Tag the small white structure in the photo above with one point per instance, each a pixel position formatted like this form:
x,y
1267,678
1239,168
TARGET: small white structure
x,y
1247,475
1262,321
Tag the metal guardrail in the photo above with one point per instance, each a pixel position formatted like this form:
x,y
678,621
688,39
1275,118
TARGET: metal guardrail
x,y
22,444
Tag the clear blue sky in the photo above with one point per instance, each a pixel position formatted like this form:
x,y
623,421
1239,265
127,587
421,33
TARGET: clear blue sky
==
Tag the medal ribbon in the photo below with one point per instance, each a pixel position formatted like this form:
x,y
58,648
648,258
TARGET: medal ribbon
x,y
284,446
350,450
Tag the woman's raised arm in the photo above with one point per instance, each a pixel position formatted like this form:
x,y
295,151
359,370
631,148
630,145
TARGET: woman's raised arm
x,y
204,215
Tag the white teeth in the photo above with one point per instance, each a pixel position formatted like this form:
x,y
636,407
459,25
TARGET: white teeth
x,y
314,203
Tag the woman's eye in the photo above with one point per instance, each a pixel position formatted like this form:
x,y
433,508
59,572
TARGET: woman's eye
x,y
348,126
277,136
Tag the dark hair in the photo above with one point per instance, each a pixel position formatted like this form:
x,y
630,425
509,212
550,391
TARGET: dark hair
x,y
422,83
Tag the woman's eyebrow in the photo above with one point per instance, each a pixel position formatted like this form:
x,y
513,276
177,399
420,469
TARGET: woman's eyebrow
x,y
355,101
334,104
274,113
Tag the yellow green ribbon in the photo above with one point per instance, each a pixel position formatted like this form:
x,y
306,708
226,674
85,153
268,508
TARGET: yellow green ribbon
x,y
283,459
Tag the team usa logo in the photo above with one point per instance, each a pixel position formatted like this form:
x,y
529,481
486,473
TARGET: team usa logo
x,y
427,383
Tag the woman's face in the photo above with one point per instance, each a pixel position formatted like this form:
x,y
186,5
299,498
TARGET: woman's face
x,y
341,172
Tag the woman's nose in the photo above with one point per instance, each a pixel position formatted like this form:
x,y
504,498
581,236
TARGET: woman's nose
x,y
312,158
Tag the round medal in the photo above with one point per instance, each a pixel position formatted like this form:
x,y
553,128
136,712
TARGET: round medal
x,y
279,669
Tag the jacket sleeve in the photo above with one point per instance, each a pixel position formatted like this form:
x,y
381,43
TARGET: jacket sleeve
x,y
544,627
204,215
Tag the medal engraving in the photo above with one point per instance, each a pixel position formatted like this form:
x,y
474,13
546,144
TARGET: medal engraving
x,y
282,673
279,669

§ **INSTRUCTIONS TO FOLLOW**
Arrange the stretch of lines from the one containing "Tag the small" through the one containing "TARGET: clear blue sky" as a JSON list of strings. Use one string per line and leave out any blank lines.

§ **TASK RESPONSE**
[
  "Tag the small white structure in the photo above with one point per instance, each a pixel position formatted like this form:",
  "x,y",
  "1267,678",
  "1239,168",
  "TARGET: small white structure",
  "x,y",
  "1247,475",
  "1262,321",
  "Tag the metal guardrail in the photo above with one point per instance, each a pixel position formatted like this form:",
  "x,y",
  "678,621",
  "688,39",
  "1275,118",
  "TARGET: metal guardrail",
  "x,y",
  "22,444",
  "Tag the clear blue sky in the photo above with one point per instance, each a pixel position formatted like this form:",
  "x,y",
  "623,421",
  "1239,265",
  "127,587",
  "421,33",
  "TARGET: clear blue sky"
]